▶ **Exercise material**:
++++++++++++++++++++
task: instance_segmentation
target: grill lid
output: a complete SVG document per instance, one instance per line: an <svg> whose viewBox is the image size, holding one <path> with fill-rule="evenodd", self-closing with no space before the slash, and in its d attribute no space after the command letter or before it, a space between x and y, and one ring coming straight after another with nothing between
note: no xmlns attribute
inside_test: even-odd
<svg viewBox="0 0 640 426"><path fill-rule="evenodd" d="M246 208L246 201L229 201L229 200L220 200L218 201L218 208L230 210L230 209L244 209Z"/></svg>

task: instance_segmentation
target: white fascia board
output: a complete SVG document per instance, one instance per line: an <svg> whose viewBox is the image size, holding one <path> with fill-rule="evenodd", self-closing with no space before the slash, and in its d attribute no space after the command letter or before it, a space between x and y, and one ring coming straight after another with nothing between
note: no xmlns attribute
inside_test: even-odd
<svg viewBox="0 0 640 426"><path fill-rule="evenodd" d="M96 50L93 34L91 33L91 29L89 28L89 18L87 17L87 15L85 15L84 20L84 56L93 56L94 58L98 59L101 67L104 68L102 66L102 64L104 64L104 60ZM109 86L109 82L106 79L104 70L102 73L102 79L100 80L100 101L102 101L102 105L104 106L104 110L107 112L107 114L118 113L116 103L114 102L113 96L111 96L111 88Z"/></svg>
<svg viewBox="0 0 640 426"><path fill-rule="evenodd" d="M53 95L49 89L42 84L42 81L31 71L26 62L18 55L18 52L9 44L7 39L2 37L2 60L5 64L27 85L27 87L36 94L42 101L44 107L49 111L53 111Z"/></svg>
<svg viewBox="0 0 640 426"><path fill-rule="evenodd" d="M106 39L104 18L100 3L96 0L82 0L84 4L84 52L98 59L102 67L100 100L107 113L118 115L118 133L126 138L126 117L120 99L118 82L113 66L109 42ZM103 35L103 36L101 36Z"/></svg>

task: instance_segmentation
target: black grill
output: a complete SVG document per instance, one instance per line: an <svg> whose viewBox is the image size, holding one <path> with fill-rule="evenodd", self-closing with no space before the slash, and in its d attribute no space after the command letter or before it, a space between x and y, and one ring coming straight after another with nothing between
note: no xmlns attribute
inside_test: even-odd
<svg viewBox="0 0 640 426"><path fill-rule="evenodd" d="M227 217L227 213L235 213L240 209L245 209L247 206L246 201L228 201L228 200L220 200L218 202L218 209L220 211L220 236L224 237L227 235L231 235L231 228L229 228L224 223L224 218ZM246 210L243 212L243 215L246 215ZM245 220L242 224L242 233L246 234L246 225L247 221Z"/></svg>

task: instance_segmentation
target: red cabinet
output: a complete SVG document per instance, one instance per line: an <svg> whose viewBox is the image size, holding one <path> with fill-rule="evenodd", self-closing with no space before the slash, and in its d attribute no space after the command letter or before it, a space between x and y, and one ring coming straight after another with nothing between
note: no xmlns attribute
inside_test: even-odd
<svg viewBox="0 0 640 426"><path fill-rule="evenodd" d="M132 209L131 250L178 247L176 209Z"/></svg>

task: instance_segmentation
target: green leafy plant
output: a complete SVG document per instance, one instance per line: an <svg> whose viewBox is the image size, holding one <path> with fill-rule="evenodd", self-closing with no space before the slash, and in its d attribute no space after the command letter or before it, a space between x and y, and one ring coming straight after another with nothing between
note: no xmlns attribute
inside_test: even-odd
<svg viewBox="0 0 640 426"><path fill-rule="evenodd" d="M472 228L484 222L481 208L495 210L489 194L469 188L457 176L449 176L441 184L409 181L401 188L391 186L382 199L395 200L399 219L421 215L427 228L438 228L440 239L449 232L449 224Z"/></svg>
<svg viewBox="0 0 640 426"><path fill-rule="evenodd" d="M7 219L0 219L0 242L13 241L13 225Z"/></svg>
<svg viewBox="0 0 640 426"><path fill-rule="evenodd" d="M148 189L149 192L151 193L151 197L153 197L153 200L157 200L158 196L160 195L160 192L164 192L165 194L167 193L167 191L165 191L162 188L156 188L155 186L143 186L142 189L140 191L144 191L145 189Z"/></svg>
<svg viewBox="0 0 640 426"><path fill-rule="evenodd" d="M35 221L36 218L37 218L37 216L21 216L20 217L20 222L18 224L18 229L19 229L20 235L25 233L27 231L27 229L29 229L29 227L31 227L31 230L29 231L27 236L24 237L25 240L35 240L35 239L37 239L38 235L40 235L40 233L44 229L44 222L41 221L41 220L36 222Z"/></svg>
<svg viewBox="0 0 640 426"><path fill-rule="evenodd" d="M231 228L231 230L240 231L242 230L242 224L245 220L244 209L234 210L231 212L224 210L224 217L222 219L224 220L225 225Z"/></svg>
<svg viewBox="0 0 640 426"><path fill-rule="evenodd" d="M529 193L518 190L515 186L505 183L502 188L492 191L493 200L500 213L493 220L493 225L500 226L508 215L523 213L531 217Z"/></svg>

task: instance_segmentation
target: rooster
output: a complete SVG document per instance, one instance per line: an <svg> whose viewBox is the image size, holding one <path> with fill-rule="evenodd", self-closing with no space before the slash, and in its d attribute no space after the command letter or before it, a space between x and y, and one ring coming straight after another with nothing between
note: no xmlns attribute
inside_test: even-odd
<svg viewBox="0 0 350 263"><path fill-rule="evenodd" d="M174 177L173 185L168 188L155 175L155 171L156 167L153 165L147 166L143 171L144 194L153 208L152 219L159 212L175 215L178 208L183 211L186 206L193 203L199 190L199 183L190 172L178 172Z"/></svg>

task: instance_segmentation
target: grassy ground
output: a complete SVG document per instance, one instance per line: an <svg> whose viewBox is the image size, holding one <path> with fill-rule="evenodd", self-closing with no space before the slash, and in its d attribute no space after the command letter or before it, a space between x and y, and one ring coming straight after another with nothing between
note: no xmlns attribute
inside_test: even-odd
++++++++++++++++++++
▶ **Aim of the exercise**:
Each line above must be reproduced exactly as it stands.

▶ **Written answer**:
task: instance_segmentation
target: grill lid
output: a complete SVG document per instance, one instance per line: an <svg> whose viewBox is the image size, holding one <path> with fill-rule="evenodd", self-closing with no space before the slash, and in its d attribute no space after the command letter or before it, a space between x and y, and one ring coming straight after another with nothing between
note: no xmlns attribute
inside_test: even-odd
<svg viewBox="0 0 640 426"><path fill-rule="evenodd" d="M246 208L246 201L229 201L229 200L220 200L218 201L218 208L230 210L230 209L244 209Z"/></svg>

task: instance_segmentation
target: white fascia board
output: a complete SVG document per instance, one instance per line: an <svg> whose viewBox is the image size, holding one <path> with fill-rule="evenodd", self-closing with no space before the slash, and in its d attribute no space after the command letter or before it, a space between x and y, and one ring coming straight after another with nothing between
note: no xmlns attribute
inside_test: even-odd
<svg viewBox="0 0 640 426"><path fill-rule="evenodd" d="M96 50L93 34L91 33L91 29L89 28L89 18L87 17L87 15L85 15L84 20L84 56L93 56L94 58L98 59L101 67L104 68L102 66L102 64L104 64L104 60ZM109 86L109 82L106 79L104 70L102 73L102 79L100 80L100 101L102 101L102 105L104 106L104 110L107 112L107 114L118 113L116 103L114 102L113 96L111 96L111 88Z"/></svg>
<svg viewBox="0 0 640 426"><path fill-rule="evenodd" d="M53 95L49 89L42 84L42 81L31 71L26 62L18 55L18 52L9 44L7 39L2 37L2 60L5 64L27 85L27 87L36 94L42 101L44 107L49 111L53 111Z"/></svg>
<svg viewBox="0 0 640 426"><path fill-rule="evenodd" d="M106 39L104 18L100 3L96 0L82 0L84 4L84 52L98 59L102 67L100 100L107 113L118 115L118 133L126 138L126 117L120 99L118 82L113 66L109 42ZM103 35L103 36L101 36Z"/></svg>

task: instance_segmentation
target: black grill
output: a complete SVG document per instance, one instance per line: an <svg> whose viewBox is the image size, holding one <path> with fill-rule="evenodd", self-closing with no space before the slash, and in its d attribute no space after the command letter or before it, a space between x and y, and one ring coming straight after another with nothing between
note: no xmlns attribute
inside_test: even-odd
<svg viewBox="0 0 640 426"><path fill-rule="evenodd" d="M227 217L227 213L235 213L240 209L245 209L247 206L246 201L228 201L228 200L220 200L218 202L218 209L220 211L220 236L224 237L227 235L231 235L231 228L229 228L224 223L224 218ZM246 210L243 212L243 215L246 215ZM245 220L242 224L242 233L246 234L246 225L247 221Z"/></svg>

task: instance_segmentation
target: red cabinet
output: a complete SVG document per instance, one instance per line: an <svg> whose viewBox is the image size, holding one <path> with fill-rule="evenodd", self-closing with no space before the slash, and in its d attribute no space after the command letter or before it, a space between x and y, and one ring coming straight after another with nothing between
note: no xmlns attribute
inside_test: even-odd
<svg viewBox="0 0 640 426"><path fill-rule="evenodd" d="M132 209L131 250L178 247L176 209Z"/></svg>

task: instance_segmentation
target: green leafy plant
output: a complete SVG document per instance, one instance per line: an <svg> whose viewBox is the image size, holding one <path> with fill-rule="evenodd", self-closing with no space before the slash, and in its d attribute no space after the command letter or before it, a space between x and y, and one ring coming straight after another with nothing between
note: no xmlns attribute
inside_test: even-odd
<svg viewBox="0 0 640 426"><path fill-rule="evenodd" d="M472 228L484 222L481 208L495 210L489 194L469 188L457 176L449 176L441 184L409 181L401 188L391 186L382 199L395 200L399 219L421 215L427 228L438 228L440 239L449 232L449 224Z"/></svg>
<svg viewBox="0 0 640 426"><path fill-rule="evenodd" d="M7 219L0 219L0 242L13 241L13 225Z"/></svg>
<svg viewBox="0 0 640 426"><path fill-rule="evenodd" d="M148 189L149 192L151 193L151 197L153 197L153 200L157 200L158 196L160 195L160 192L164 192L165 194L167 193L167 191L165 191L162 188L156 188L155 186L143 186L142 189L140 191L144 191L145 189Z"/></svg>
<svg viewBox="0 0 640 426"><path fill-rule="evenodd" d="M35 221L36 218L37 218L37 216L21 216L20 217L20 222L18 224L18 229L19 229L20 235L25 233L27 231L27 229L29 229L29 227L31 227L31 230L29 231L27 236L24 237L25 240L35 240L35 239L37 239L38 235L40 235L40 233L44 229L44 222L41 221L41 220L36 222Z"/></svg>
<svg viewBox="0 0 640 426"><path fill-rule="evenodd" d="M231 228L231 230L240 231L242 230L242 224L245 220L244 209L234 210L231 212L224 210L224 217L222 219L224 220L225 225Z"/></svg>
<svg viewBox="0 0 640 426"><path fill-rule="evenodd" d="M529 193L518 190L515 186L505 183L502 188L492 191L493 200L500 213L493 220L493 225L500 226L508 215L523 213L531 217Z"/></svg>

task: instance_segmentation
target: rooster
output: a complete SVG document per instance, one instance per line: an <svg> whose viewBox is the image size, holding one <path> with fill-rule="evenodd", self-closing with no space before the slash, and in its d attribute no space after the command letter or before it, a space between x and y, and one ring coming straight after another with nothing between
note: no xmlns attribute
inside_test: even-odd
<svg viewBox="0 0 350 263"><path fill-rule="evenodd" d="M174 177L173 185L168 188L155 175L155 171L156 167L153 165L147 166L143 171L144 194L153 208L152 219L159 212L175 215L178 208L183 211L186 206L193 203L199 190L199 183L190 172L178 172Z"/></svg>

task: instance_segmentation
target: grassy ground
output: a complete SVG document per instance, one instance per line: an <svg> whose viewBox is the image size, holding one <path> with fill-rule="evenodd", self-closing with no space before the slash, and in its d attribute no space after the command letter or before it, a space between x and y, and one ring coming straight after another with nothing between
note: no xmlns attribute
inside_test: even-odd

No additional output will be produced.